Paying 3 to 4 times as much in the US for the very same I am
sure I get even less value - and I'm pulling out.

(Well, since we stumbled about this topic... thanks, ras!)

Alexander

and we
happily overloaded our peers' interfaces at the respective
other IX...

That sounds more like a planning issue than anything else. If you
have traffic going through a pipe, then you need to make sure you have
somewhere else to send it. If you are managing your peers properly,
private or public, there should be no issue.

With public peering you simply never know how much spare
capacity your peer has free. And would you expect your
peer with 400 Mbit/s total to have 400 reserved on his AMSIX
port for you when you see 300 at LINX and LINX goes down?

Been there, numerous times. I still tend to say - it depends
on your type of peers and traffic per peer.

Alexander

You also never know with private peering: Backbone links.

Regards,
Daniel

With public peering you simply never know how much spare
capacity your peer has free.

So with your key peers you talk to them and find out, but
I don't see how this is any different if you have a private
interconnect. Just because you have say a STM-1 into another peer
doesn't mean they have the STM-1 to carry the traffic out, given
your example below I'd say its even more unlikely.

And would you expect your peer
with 400 Mbit/s total to have 400 reserved on his AMSIX port
for you when you see 300 at LINX and LINX goes down?

Key ones, yes.

Been there, numerous times. I still tend to say - it depends
on your type of peers and traffic per peer.

But your point on public versus private doesn't alter those facts.

what makes this a public peering issue.. i see a couple folks already made the
point i wanted to do but just because you have capacity to a peer (on a public
interface or a dedicated) PI doesnt mean they arent aggregating at their side
and/or have enough capacity to carry the traffic where it needs to go

this is also about scale, i would hope you arent peering 400Mb flows across a
1Gb port at an IX, this would imho not be good practice.. if your example were
40Mb then it would be different or perhaps 400mb on a 10Gb port.

you might even argue there is more incentive to ensure public ix ports have
capacity as congestion will affect multiple peers

Steve

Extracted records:

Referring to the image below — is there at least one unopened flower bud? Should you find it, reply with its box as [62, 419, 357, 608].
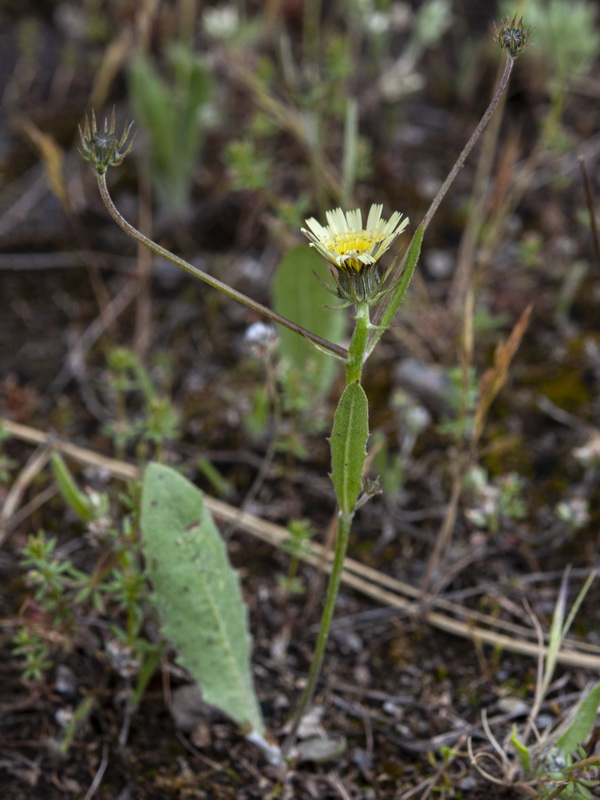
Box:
[79, 108, 133, 175]
[494, 14, 531, 61]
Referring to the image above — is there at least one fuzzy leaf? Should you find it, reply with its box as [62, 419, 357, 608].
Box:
[141, 464, 264, 733]
[329, 383, 369, 516]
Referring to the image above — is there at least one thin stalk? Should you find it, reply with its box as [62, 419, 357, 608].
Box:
[282, 512, 353, 755]
[96, 174, 348, 360]
[421, 58, 515, 229]
[374, 57, 514, 332]
[346, 303, 371, 386]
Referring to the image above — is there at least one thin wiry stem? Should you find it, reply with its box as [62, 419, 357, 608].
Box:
[96, 178, 348, 360]
[373, 57, 514, 325]
[421, 58, 515, 234]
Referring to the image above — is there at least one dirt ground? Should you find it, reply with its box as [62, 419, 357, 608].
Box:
[0, 0, 600, 800]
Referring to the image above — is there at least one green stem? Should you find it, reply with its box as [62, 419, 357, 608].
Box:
[283, 512, 353, 755]
[283, 302, 371, 755]
[374, 58, 515, 332]
[96, 174, 348, 360]
[346, 303, 371, 386]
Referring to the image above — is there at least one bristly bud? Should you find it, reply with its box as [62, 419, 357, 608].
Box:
[79, 108, 133, 175]
[494, 14, 531, 61]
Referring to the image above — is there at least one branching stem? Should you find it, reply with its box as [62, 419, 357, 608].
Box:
[96, 179, 348, 360]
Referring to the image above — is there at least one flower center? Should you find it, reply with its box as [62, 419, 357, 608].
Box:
[324, 231, 385, 256]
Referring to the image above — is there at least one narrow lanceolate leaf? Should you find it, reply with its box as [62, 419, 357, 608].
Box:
[141, 464, 264, 734]
[556, 683, 600, 754]
[329, 383, 369, 516]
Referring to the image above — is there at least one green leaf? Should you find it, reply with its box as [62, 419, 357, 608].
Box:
[556, 683, 600, 753]
[273, 245, 347, 394]
[510, 725, 531, 775]
[141, 464, 264, 733]
[329, 383, 369, 516]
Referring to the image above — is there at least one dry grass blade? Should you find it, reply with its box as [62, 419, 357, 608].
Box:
[0, 418, 600, 669]
[471, 303, 533, 448]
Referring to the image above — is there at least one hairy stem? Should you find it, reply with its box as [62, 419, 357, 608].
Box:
[96, 174, 348, 360]
[283, 512, 353, 755]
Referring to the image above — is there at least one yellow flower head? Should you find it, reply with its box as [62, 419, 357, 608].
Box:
[302, 204, 408, 275]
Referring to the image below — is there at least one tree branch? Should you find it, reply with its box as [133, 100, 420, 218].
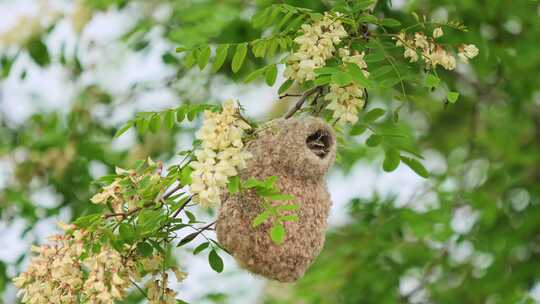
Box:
[285, 86, 321, 119]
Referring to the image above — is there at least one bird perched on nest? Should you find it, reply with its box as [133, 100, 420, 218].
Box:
[216, 117, 336, 282]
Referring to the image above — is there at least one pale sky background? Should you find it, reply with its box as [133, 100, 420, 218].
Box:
[0, 0, 506, 304]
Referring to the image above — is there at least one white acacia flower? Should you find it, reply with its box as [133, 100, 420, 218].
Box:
[189, 100, 251, 207]
[403, 47, 418, 62]
[414, 32, 429, 49]
[284, 13, 347, 82]
[433, 27, 444, 39]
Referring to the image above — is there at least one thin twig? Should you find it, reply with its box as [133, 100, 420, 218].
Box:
[285, 87, 320, 119]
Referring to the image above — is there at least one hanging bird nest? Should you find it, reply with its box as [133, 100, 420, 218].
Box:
[217, 117, 336, 282]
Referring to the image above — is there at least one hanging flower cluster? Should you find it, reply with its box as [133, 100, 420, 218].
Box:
[90, 162, 163, 213]
[13, 225, 134, 304]
[189, 100, 251, 207]
[285, 13, 347, 82]
[394, 27, 478, 70]
[324, 48, 369, 124]
[142, 255, 187, 304]
[13, 223, 85, 304]
[13, 224, 186, 304]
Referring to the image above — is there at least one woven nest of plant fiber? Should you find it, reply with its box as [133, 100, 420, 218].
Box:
[217, 117, 336, 282]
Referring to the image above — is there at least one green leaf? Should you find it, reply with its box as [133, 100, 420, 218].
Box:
[176, 231, 199, 247]
[208, 249, 223, 273]
[197, 45, 211, 70]
[184, 210, 197, 223]
[383, 148, 400, 172]
[164, 110, 175, 130]
[270, 224, 285, 245]
[212, 44, 229, 73]
[401, 156, 429, 178]
[364, 108, 386, 123]
[26, 39, 51, 67]
[332, 71, 353, 86]
[150, 115, 161, 133]
[424, 74, 441, 88]
[231, 43, 247, 73]
[176, 46, 188, 53]
[251, 210, 272, 228]
[366, 134, 382, 147]
[176, 106, 186, 123]
[278, 79, 294, 95]
[347, 63, 374, 89]
[349, 124, 367, 136]
[114, 120, 133, 138]
[264, 64, 277, 86]
[180, 166, 193, 186]
[137, 242, 154, 257]
[381, 18, 401, 27]
[352, 0, 375, 12]
[369, 65, 393, 78]
[313, 75, 332, 86]
[193, 242, 210, 255]
[244, 67, 267, 83]
[73, 213, 102, 228]
[379, 77, 401, 89]
[364, 52, 386, 63]
[446, 92, 459, 103]
[357, 14, 379, 23]
[118, 223, 135, 242]
[314, 67, 341, 75]
[227, 175, 240, 193]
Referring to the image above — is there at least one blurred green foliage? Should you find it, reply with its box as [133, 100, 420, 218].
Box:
[0, 0, 540, 303]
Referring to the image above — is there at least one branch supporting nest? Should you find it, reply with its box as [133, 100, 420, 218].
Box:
[285, 87, 321, 119]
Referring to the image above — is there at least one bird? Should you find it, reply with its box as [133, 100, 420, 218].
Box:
[216, 116, 336, 282]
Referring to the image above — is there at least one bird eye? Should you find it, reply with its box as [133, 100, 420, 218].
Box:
[306, 130, 332, 159]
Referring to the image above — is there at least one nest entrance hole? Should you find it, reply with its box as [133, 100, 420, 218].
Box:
[306, 130, 332, 159]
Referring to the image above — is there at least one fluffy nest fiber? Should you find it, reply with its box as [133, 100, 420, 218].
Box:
[217, 117, 336, 282]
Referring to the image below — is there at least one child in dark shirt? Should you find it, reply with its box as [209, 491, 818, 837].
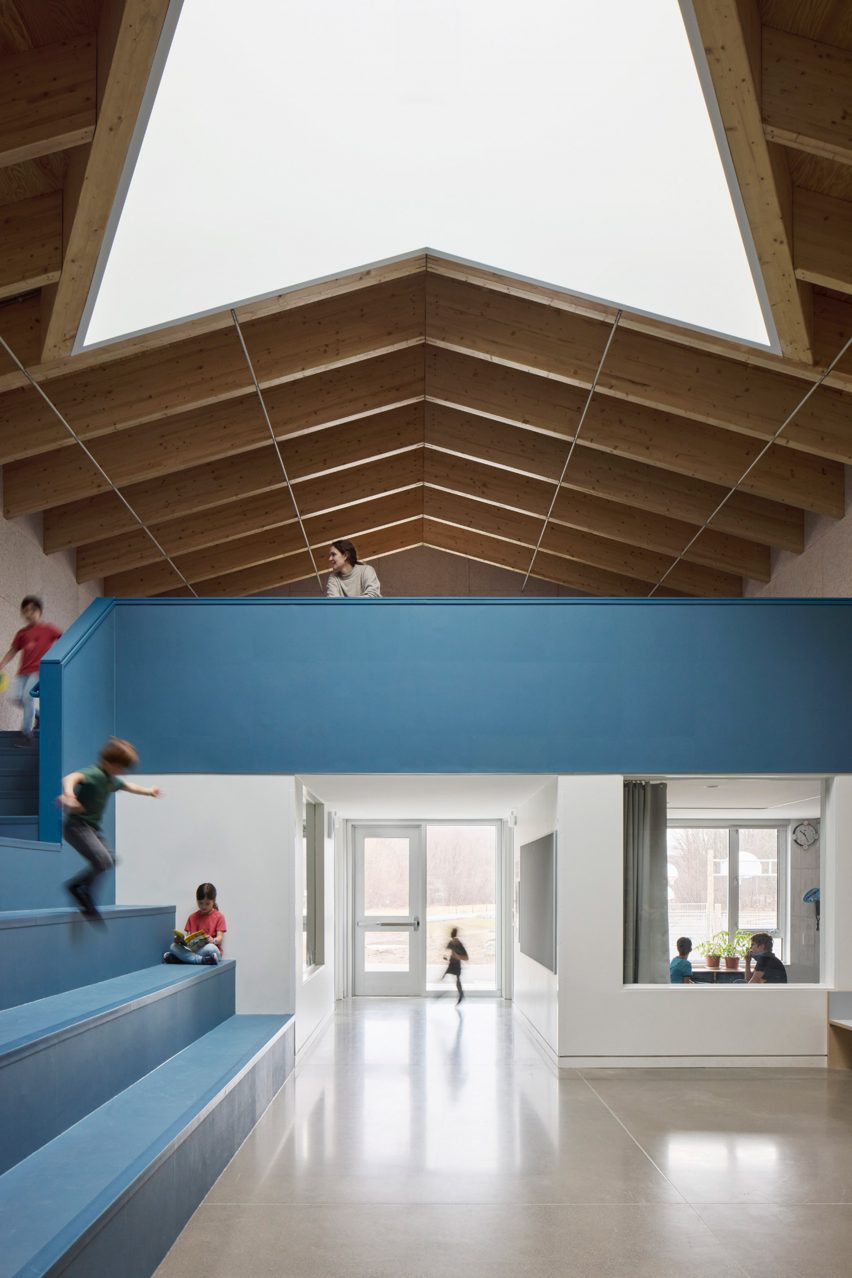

* [Written request 1]:
Why might there be more incentive to make sure public IX ports have capacity, according to the last post in the peering thread? Answer in one to three sentences.
* [Written request 2]:
In the peering thread, what does Daniel say you also never know about with private peering?
* [Written request 3]:
Retype the part of the peering thread that begins at "Paying 3 to" and stops after "topic... thanks, ras!)".

* [Final answer 1]:
There might be more incentive because congestion on a public IX port will affect multiple peers.

* [Final answer 2]:
Backbone links.

* [Final answer 3]:
Paying 3 to 4 times as much in the US for the very same I am
sure I get even less value - and I'm pulling out.

(Well, since we stumbled about this topic... thanks, ras!)